• [PROBLEM REQUIREMENTS]:
Copy the material below word for word, leaving out the pictures.

Stored records
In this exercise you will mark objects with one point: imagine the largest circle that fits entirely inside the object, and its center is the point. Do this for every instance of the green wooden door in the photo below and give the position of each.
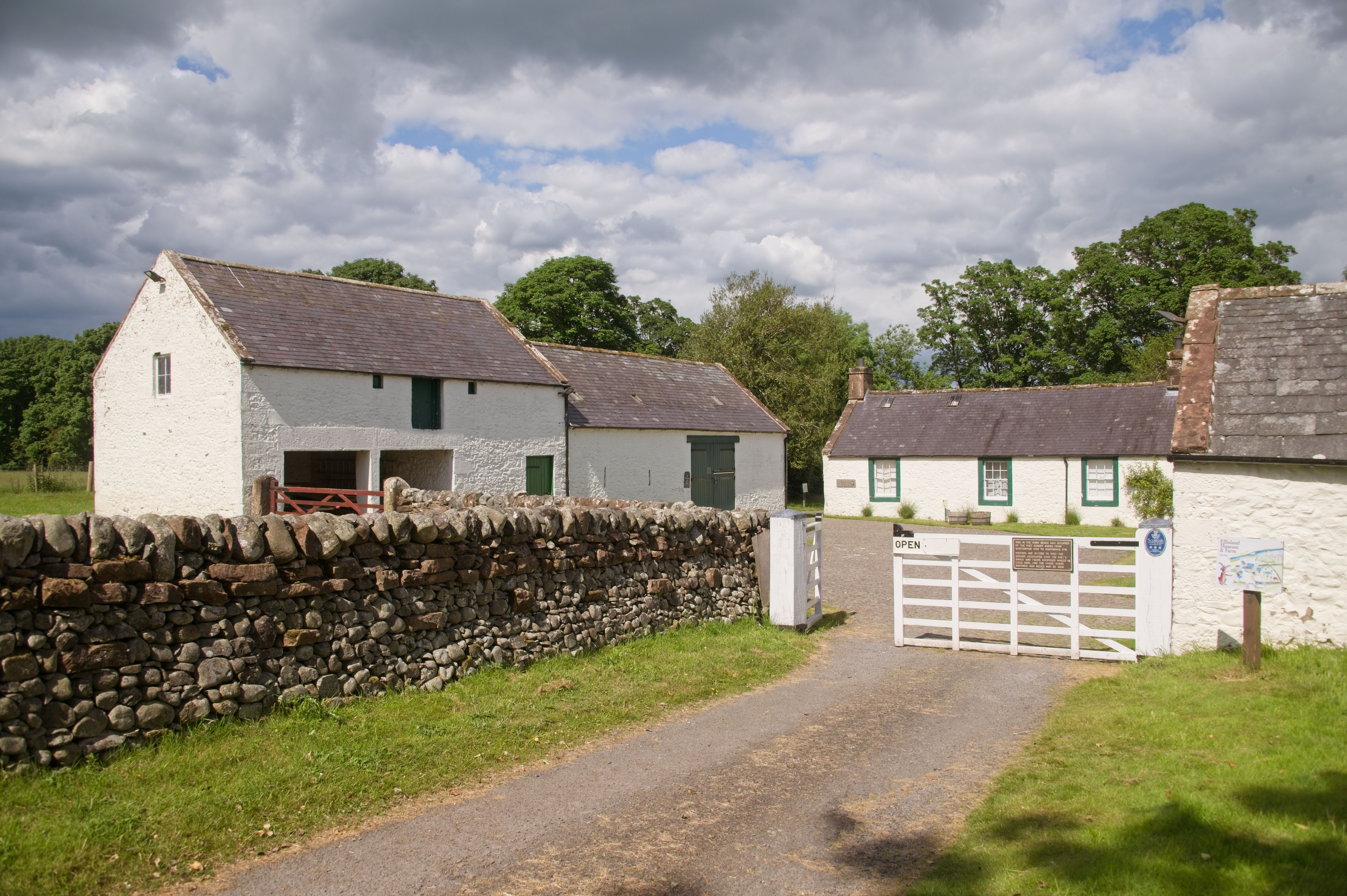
(538, 475)
(713, 475)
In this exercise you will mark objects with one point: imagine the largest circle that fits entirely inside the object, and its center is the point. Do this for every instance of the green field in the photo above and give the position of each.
(204, 796)
(1179, 775)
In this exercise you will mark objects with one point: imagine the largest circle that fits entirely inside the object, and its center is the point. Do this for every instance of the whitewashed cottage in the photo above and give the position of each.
(1260, 451)
(226, 373)
(1031, 452)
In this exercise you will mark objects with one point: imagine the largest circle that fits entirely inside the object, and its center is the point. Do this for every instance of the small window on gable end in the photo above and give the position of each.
(163, 375)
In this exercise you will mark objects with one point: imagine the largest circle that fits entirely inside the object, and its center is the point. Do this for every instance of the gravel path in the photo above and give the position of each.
(845, 778)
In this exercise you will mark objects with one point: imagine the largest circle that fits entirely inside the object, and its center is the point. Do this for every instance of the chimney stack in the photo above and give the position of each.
(863, 381)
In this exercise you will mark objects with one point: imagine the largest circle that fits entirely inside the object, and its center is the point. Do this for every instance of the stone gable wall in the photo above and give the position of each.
(114, 630)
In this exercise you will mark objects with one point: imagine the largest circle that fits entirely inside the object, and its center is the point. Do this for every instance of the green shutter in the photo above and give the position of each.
(538, 475)
(425, 403)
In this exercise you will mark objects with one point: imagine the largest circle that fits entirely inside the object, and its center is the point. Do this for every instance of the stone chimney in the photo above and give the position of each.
(863, 381)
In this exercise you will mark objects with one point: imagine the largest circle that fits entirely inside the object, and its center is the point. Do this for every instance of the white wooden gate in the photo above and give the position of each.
(1023, 595)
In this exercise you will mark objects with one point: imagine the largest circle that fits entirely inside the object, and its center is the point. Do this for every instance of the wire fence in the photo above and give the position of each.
(46, 479)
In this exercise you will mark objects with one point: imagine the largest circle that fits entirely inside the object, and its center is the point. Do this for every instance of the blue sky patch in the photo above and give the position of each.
(495, 158)
(207, 68)
(1160, 36)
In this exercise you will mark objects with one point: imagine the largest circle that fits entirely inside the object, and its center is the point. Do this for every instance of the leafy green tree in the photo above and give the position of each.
(894, 356)
(791, 354)
(379, 271)
(661, 328)
(573, 301)
(46, 398)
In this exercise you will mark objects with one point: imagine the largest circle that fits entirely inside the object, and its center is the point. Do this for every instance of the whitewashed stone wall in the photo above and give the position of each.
(1298, 505)
(649, 465)
(1042, 490)
(182, 449)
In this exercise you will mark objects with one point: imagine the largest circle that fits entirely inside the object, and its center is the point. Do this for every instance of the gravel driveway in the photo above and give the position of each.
(845, 778)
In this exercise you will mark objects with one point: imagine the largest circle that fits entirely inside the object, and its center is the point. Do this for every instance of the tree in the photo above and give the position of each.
(573, 301)
(46, 398)
(791, 354)
(379, 271)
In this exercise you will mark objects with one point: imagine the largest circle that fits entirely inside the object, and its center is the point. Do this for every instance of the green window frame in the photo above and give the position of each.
(1085, 482)
(898, 479)
(425, 403)
(995, 469)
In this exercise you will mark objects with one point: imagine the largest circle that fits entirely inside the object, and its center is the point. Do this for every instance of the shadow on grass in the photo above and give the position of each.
(1164, 851)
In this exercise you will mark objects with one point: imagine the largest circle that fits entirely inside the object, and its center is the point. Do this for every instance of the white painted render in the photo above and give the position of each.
(180, 451)
(1042, 488)
(1298, 505)
(649, 465)
(488, 434)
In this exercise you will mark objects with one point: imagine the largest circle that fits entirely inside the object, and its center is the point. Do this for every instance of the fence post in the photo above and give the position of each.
(1155, 588)
(789, 592)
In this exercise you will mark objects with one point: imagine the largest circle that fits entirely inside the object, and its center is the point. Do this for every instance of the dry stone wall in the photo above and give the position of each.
(115, 630)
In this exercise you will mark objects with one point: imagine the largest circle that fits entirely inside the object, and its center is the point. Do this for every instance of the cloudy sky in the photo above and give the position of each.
(853, 147)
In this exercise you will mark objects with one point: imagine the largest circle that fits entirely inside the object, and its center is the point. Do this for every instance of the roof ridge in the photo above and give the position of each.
(635, 355)
(327, 277)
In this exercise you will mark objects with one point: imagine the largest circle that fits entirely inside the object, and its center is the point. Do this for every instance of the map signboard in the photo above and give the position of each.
(1252, 564)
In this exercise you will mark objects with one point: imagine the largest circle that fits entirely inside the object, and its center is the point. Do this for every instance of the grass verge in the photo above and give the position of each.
(64, 503)
(1023, 529)
(204, 796)
(1181, 775)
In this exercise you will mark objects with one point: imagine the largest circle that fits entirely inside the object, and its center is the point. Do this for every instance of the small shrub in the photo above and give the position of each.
(1151, 492)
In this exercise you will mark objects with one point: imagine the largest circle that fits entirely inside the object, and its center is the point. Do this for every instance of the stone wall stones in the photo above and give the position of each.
(114, 630)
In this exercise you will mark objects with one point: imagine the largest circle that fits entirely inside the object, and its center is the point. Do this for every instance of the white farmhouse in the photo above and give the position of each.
(659, 429)
(224, 373)
(1034, 452)
(1260, 451)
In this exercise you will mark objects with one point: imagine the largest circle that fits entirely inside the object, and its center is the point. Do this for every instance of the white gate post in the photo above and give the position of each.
(789, 568)
(1155, 588)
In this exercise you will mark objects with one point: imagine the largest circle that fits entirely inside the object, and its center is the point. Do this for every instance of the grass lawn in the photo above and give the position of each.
(26, 503)
(1181, 775)
(201, 798)
(1023, 529)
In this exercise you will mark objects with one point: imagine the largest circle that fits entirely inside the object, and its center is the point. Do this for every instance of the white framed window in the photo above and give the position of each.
(163, 375)
(1101, 482)
(884, 479)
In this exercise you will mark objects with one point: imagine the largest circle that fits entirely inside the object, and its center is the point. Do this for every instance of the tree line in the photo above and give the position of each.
(999, 325)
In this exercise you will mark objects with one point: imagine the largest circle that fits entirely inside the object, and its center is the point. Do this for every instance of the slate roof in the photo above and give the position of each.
(281, 319)
(628, 391)
(1073, 421)
(1265, 374)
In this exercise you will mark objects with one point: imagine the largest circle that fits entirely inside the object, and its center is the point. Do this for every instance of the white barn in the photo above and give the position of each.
(226, 373)
(1260, 451)
(1034, 452)
(659, 429)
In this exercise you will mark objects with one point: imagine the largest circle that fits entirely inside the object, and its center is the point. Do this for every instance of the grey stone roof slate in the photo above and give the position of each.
(281, 319)
(1280, 381)
(623, 390)
(1133, 419)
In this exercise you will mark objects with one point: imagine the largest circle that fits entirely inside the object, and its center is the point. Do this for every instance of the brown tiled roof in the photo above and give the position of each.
(628, 391)
(1069, 421)
(1272, 366)
(279, 319)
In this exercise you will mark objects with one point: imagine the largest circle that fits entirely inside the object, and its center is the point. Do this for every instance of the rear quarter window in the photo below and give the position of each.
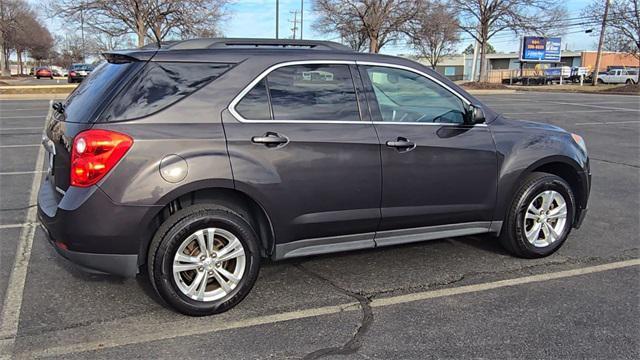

• [TASK ANSWER]:
In this exercise you will mark objects with one point: imagine the largest circle that fits entirely inside the object, and its center is the point. Do this for every instance of the green wooden door in the photo below and give the position of each.
(538, 475)
(713, 475)
In this exercise you will mark objects with one point: imagine the largest circle that fits entirely inside the object, and its center is the point. Do this for every instance of the green field in the photo above and give the position of each.
(204, 796)
(1179, 775)
In this exercise you will mark objects with one point: imagine the largest circle that fits entirely inside the object, and its center is the point. Do this for every instance of the whitewashed cottage in the photo above and give the position of each.
(1260, 451)
(226, 373)
(1031, 452)
In this exercise you will mark objects with one point: imagine the largest circle that fits entirely inside the object, and its center is the point. Do this for every instance of the small window on gable end in the photo above and give the position of each.
(163, 375)
In this exercise you will mark objects with one point: imagine the largest circle that fits entirely inside the object, and its center is the point. Do this for every instance of the gravel path in the photo above and give the position of each.
(845, 778)
In this exercise you will mark objects with one point: imagine the largest circle that fits entirely inside the object, and its center is the point. Do this for every instance of the chimney stack in the photo above and give the position of each.
(863, 381)
In this exercise you will mark objects with one point: imagine the largest circle that fits entirely inside the object, and its center is the point. Do this for every instance of the stone gable wall in the photo above and give the position of each.
(114, 630)
In this exercise you will mark objects with one point: imagine the largest circle that fits entirely inside the object, and its center is the point. Do this for every instance of the green shutter in the photo above and give the position of each.
(538, 475)
(425, 403)
In this exercise you will mark objects with one point: imagine the largest circle that fits entirely inside the object, and its center is the point. Do this for every instance of the stone chimney in the photo above and give the position of each.
(863, 381)
In this exercise you will mark objects with one point: imagine the largest circle that fits entirely inside the object, and its center is the point. Do this for every instance of the white wooden gate in the photo above and give the position of each.
(1023, 595)
In this exercise you will mark objects with one point: imagine the largest circle that fits entirely inside the object, and its center is the point. Do this for every instance of the wire fence in the photo above and give the position of each.
(46, 479)
In this exercise you will mark objects with one point: imagine the largest circle that fits entirely inside the object, and its center is the point. Do this for every instance of the blue sky patch in the photo above and give the position of each.
(495, 158)
(207, 68)
(1160, 36)
In this exercise you will mark objects with one point: imagine the largest circle that fits entirely inside the object, and its center is the point. Do this for every instance of the leafy green tree in the photo above and give the position of each.
(894, 356)
(791, 354)
(379, 271)
(661, 328)
(573, 301)
(46, 398)
In this exercise you will mark objects with one point: imagine the largest circle that fits entirely inside the object, and its center is the point. Do this for every instance of the whitewashed stone wall in the photo above and give the position of each.
(1298, 505)
(649, 465)
(1042, 490)
(182, 449)
In this exercise you will mark objects with one point: imagine the largest circle that fits entirely inside the object, and its center is the point. Do this for every instance of the gravel driveway in the photo above and give the position of each.
(845, 778)
In this exercise you will mark objects with one point: imagine the largest circle that fits entirely inside the object, and its center is the point. Do this for every instance of the tree in the photo above and give the position of each.
(573, 301)
(46, 398)
(791, 354)
(379, 271)
In this exercise you will mark objects with one point: imagine the largest circle that fits entirely inside the object, and its center is the point. Do this for every instance of the green window frame in the photo above and give the position of each.
(1085, 482)
(898, 479)
(425, 403)
(995, 469)
In this exercise you will mark objects with one point: imagine the largest circle that fits entirely inside the object, and its center is the point. Do this for every instance of the shadow on grass in the photo above and give the position of each.
(1164, 851)
In this exercise you will mark objects with one point: imagine the largest circle that fits entirely inside the object, and its center is the point. Do this for every instance of the white painted render in the photo above and give the position of each.
(180, 451)
(1042, 488)
(1298, 505)
(649, 465)
(488, 434)
In this exercise you will mark objects with one point: imagine the largest circle that fits entirely inside the object, and its center is the point. Do this for every instance of the fence post in the photo above and give the position of each.
(1155, 588)
(789, 592)
In this exercise you will mark objects with one point: imagine the largest circle that fits entirely inside the object, and its center is the point. Do this for every instance of the dry stone wall in the photo above and give the position of each.
(115, 630)
In this exercise you will mark objects with one point: imagine the largest circle that fits entirely inside the object, and its center is the point. Do this for every instance of the cloudy sky in the photo above and give the position of each.
(853, 147)
In this exercise you will mark objects with one point: imagine the largest circle that fits entirely inside the object, and its center is the point. Do this for every instance of the roof ridge in the photo above and give the position of each.
(635, 355)
(327, 277)
In this exercise you will mark objects with one point: imagine the largest circle that fits entirely inside the object, and its center is the point. Do this for every instance of the map signboard in the photo above and give the position of each.
(1252, 564)
In this exercise you will mark objects with one point: imagine the largest circle that fits entirely inside the object, and its center is the point. Do this for every instance of the grass verge in the photo above and give the position of each.
(64, 503)
(1023, 529)
(204, 796)
(1181, 775)
In this exercise you will mark objects with one point: imagine the largest circle that fits entirely inside the object, and its center is the point. Do this for every instance of the small shrub in the photo above and give the position of each.
(1151, 492)
In this exercise you will mark objects with one point: imagine the largest circle that fits entirely inside the object, and its center is the point. Do this for every instance of the stone wall stones in the photo above and give the position of each.
(114, 630)
In this exercise you will mark objects with one point: imagine the largest circle that fits entirely inside the object, and its center is the point. Do this for every instance of the white farmhouse in the photo above and give the position of each.
(659, 429)
(224, 373)
(1034, 452)
(1260, 451)
In this exercise you will mark objects with one point: imagine the largest circle that fits entirely inside the object, and its center is the point. Do this for every instance of the white gate post in the photo above and give the position of each.
(789, 568)
(1155, 588)
In this exercise you will mark objects with one point: imagine the largest circle that fits entirely inside the object, and its center is the point. Do this for every instance of the grass lawn in the photo above and give the position of each.
(26, 503)
(1181, 775)
(201, 798)
(1023, 529)
In this exercise you will mark objects with one point: imagine the largest circle that fits entirely inside the object, and its center is the point. Do this for every instance of the white framed window in the photo above and give the position of each.
(163, 375)
(1101, 482)
(884, 479)
In this exercise you will mark objects with one point: imagine the largest circle that fits entirely inside the object, and its center is the point. Do this for every instance of the tree line in the photo above and give the position of each.
(999, 325)
In this exercise you will mark objects with one point: imagine the largest circle that fits entirely inside the object, and its center is the point. Do this for every instance of the slate roof in the photo above and give the position of each.
(281, 319)
(628, 391)
(1073, 421)
(1265, 374)
In this exercise you will mark objects with one point: imagine the largest circle that fits entirely inside the object, and its center is the point. Do this for every instance of the white barn in the photo above and give the position of each.
(226, 373)
(1260, 451)
(1034, 452)
(659, 429)
In this exercise you will mark objects with one point: imagine the largest circle that fits entirely inside the object, and its center is the point. Do this for every instance of the grey stone roof slate in the photo above and give the position of each.
(281, 319)
(1280, 381)
(623, 390)
(1133, 419)
In this exercise you will mark objects with one point: imagine the largest circle that fits entirely inside the object, and its center is the point. Do this for every instance of the brown tiled roof in the photo above and give the position of each.
(628, 391)
(1069, 421)
(1272, 366)
(279, 319)
In this exercise you will mark objects with one point: imagine the largest circle that fits entirely inside the object, and its center is the point. Do this for every instance of the rear quarter window in the photo below and give the position of each.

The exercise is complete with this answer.